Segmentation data
__________________________________________________

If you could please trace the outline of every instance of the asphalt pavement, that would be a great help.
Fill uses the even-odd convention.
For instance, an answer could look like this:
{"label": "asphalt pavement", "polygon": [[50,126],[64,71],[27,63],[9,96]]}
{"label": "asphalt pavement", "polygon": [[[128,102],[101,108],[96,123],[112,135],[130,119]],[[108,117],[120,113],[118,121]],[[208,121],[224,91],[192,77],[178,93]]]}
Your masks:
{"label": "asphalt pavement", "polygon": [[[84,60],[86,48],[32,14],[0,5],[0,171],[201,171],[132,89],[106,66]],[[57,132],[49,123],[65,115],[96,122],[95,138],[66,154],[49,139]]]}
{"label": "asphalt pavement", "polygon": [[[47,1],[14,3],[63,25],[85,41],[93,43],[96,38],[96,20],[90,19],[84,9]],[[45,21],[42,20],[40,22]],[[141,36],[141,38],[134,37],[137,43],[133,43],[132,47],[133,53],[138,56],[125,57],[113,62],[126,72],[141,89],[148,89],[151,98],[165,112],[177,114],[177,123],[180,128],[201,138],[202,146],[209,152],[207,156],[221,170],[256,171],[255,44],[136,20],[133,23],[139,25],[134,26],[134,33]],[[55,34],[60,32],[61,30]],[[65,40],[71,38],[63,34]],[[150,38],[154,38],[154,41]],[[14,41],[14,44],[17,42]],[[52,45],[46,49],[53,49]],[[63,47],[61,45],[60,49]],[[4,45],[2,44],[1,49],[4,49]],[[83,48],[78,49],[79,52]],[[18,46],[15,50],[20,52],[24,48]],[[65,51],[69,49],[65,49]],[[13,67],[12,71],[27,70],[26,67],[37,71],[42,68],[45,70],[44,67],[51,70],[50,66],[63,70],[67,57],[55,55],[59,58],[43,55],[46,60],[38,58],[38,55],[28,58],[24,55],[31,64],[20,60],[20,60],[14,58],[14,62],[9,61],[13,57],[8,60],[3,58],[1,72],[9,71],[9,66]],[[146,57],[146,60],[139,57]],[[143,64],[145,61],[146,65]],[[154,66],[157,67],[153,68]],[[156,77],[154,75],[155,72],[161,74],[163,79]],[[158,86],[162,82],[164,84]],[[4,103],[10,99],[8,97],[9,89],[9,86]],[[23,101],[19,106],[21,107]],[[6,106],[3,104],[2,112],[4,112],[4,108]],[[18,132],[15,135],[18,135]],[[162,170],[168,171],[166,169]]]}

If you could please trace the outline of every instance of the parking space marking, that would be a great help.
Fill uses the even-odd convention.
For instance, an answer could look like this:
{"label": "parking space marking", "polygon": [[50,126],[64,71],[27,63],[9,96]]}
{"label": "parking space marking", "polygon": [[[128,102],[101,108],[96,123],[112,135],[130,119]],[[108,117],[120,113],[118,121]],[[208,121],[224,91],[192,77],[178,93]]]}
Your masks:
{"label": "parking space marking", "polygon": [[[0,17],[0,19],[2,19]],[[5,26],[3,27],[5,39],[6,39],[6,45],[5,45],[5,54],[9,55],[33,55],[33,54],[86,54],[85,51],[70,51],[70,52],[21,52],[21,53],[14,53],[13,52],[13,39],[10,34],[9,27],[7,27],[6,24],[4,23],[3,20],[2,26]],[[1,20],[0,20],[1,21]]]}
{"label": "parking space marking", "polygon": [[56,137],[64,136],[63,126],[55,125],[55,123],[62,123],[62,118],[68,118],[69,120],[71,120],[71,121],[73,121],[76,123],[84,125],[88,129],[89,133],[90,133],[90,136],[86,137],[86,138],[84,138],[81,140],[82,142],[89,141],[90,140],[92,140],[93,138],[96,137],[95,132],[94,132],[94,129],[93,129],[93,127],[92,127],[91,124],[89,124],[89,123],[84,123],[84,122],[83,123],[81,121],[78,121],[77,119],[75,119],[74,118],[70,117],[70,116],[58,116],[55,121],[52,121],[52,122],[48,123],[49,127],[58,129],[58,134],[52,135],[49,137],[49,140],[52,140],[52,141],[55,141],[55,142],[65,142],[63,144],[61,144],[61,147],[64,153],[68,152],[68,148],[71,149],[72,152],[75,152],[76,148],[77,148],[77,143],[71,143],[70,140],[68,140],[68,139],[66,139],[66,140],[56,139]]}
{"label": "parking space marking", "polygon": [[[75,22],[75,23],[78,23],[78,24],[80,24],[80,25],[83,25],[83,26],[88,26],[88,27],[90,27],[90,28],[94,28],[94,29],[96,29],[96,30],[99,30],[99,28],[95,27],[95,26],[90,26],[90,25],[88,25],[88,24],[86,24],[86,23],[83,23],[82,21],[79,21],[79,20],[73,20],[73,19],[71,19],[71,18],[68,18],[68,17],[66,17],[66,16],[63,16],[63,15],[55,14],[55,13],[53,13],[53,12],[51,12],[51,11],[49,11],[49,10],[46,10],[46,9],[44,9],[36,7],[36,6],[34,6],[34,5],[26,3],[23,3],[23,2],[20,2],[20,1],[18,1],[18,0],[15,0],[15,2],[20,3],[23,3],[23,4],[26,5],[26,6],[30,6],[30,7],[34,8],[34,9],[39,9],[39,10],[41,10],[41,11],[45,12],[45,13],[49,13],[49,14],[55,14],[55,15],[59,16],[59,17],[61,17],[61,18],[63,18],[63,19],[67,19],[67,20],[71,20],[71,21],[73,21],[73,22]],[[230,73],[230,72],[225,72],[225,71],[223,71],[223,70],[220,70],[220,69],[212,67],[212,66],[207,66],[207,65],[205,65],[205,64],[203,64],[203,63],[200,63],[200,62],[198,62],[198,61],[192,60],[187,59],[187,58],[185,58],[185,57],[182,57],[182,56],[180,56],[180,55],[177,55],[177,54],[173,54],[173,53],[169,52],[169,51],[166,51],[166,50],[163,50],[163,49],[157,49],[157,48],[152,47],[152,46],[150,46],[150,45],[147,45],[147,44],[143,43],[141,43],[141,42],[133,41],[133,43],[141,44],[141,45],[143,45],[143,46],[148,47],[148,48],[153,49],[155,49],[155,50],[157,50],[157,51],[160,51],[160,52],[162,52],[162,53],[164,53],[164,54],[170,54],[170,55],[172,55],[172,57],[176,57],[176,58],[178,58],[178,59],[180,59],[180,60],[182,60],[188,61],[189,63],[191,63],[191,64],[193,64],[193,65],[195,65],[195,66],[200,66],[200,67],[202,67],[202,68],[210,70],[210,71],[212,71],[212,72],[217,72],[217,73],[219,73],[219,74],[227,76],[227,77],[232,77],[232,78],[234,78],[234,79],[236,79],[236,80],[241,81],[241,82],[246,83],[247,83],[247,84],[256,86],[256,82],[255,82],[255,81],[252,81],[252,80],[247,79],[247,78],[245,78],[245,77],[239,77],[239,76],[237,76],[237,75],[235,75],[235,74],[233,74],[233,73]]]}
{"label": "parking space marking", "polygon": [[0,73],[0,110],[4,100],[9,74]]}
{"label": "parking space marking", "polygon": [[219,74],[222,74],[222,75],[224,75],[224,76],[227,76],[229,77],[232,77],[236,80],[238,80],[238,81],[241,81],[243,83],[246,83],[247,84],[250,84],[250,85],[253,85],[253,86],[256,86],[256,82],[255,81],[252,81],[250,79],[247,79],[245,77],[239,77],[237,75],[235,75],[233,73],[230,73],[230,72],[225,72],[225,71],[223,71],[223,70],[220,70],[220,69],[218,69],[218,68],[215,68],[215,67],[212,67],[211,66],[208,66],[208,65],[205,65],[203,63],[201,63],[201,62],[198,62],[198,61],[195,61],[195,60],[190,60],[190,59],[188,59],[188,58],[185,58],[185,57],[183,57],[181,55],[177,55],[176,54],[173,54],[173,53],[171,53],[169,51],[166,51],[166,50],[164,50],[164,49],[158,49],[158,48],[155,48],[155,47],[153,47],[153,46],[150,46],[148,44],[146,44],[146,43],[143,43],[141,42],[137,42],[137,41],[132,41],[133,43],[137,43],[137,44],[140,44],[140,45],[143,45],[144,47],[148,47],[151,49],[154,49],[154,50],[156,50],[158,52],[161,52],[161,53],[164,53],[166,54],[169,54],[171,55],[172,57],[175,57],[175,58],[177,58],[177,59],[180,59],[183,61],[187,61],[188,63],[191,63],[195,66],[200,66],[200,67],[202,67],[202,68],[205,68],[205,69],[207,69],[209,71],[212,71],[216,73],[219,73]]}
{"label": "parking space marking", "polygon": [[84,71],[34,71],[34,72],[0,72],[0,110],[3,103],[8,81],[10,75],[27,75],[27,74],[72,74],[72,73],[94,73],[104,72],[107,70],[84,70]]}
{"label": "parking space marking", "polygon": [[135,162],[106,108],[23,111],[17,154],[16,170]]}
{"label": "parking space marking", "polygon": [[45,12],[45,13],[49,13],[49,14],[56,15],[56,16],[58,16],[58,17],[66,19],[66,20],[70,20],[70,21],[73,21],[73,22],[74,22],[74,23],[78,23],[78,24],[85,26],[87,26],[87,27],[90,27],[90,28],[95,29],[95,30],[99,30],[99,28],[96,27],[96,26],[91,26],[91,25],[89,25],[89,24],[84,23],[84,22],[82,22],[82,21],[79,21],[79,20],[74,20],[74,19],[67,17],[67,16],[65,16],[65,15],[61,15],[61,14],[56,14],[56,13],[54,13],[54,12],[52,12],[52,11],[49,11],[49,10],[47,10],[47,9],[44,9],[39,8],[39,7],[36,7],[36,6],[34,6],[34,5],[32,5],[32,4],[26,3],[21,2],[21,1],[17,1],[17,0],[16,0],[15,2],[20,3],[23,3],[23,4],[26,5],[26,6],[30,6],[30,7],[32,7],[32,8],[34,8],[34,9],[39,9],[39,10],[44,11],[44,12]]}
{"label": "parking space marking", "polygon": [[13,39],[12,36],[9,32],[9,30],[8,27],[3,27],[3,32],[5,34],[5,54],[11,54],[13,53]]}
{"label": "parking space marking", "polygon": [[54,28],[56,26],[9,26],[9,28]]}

__________________________________________________

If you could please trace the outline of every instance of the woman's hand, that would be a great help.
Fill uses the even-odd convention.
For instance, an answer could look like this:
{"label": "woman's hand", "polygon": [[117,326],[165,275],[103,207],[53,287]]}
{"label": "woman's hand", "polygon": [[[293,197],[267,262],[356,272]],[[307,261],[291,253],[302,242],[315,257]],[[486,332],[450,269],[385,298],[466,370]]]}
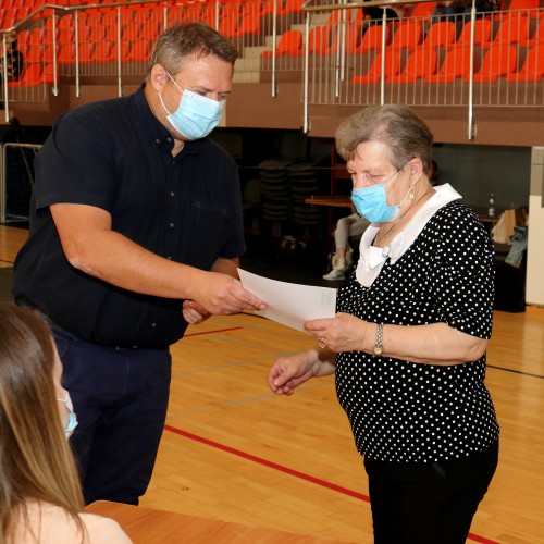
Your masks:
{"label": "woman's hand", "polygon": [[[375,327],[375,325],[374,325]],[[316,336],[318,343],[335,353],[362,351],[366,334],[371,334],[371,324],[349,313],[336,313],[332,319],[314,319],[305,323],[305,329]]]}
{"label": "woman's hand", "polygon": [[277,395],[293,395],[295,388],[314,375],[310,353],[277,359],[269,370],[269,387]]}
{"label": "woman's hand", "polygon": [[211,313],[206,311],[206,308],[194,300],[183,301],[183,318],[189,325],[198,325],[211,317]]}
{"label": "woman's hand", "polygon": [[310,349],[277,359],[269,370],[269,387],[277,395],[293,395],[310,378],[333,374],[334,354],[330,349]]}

__________________________________________________

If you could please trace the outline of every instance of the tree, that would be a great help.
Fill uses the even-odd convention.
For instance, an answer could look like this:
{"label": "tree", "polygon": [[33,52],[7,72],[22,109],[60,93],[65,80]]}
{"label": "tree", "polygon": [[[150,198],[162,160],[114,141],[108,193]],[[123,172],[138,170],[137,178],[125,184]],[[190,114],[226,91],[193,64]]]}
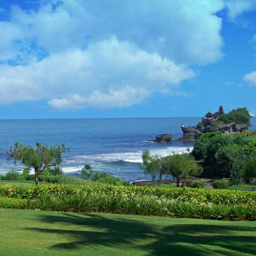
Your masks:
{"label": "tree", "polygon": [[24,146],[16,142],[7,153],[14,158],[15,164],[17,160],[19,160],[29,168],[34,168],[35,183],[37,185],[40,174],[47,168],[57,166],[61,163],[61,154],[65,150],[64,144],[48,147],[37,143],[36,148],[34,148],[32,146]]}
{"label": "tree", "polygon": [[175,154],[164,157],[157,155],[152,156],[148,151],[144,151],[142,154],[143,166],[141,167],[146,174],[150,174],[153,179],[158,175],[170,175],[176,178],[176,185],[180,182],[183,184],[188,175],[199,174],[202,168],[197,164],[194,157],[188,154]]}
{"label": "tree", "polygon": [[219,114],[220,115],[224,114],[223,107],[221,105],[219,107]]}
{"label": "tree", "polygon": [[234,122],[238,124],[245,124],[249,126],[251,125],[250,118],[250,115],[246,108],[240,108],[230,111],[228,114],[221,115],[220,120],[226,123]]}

__________________________________________________

Report how many lines of the records above contain the string "that", treating uppercase and lowercase as different. Give only the number.

4